● **EXERCISE PROMPT**: Gather every line of the data that contains the string "outline", matching case exactly.

● **MATERIAL FOR THIS EXERCISE**:

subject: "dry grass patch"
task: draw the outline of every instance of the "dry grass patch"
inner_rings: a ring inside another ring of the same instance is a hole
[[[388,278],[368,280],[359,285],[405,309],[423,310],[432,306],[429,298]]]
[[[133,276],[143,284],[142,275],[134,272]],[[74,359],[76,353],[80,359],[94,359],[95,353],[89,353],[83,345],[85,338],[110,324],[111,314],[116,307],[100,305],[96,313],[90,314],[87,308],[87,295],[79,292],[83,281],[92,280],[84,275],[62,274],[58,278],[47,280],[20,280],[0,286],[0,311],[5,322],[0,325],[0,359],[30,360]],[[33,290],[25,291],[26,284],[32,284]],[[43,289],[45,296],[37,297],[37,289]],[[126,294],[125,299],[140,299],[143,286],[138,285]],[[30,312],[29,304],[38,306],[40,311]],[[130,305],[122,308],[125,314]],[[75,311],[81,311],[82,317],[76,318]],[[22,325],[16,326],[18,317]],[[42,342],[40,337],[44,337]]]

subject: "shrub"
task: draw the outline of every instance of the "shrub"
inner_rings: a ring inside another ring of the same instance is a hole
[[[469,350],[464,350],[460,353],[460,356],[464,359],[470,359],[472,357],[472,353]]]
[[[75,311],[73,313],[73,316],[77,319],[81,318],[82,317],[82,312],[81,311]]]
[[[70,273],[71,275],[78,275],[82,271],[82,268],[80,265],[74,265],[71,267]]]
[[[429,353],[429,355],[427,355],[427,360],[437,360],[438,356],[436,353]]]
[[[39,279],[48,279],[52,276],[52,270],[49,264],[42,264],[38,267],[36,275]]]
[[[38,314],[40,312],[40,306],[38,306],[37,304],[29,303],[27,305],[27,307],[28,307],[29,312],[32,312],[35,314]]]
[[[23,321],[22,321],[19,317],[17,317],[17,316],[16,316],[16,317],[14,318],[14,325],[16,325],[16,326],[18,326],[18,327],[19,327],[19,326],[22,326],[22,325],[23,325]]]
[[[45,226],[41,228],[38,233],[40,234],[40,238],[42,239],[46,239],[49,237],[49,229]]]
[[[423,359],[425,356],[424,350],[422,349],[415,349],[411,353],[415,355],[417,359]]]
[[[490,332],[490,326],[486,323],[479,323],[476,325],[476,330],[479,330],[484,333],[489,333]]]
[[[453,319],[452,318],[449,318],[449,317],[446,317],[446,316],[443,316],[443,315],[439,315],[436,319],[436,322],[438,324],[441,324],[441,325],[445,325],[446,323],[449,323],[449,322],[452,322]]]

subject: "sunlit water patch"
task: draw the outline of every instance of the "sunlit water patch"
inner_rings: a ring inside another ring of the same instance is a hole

● **EXPECTED ANSWER**:
task: draw the outline of every instance of the "dry grass patch"
task: draw the outline of every instance of the "shrub"
task: draw the outline of every instance of the "sunlit water patch"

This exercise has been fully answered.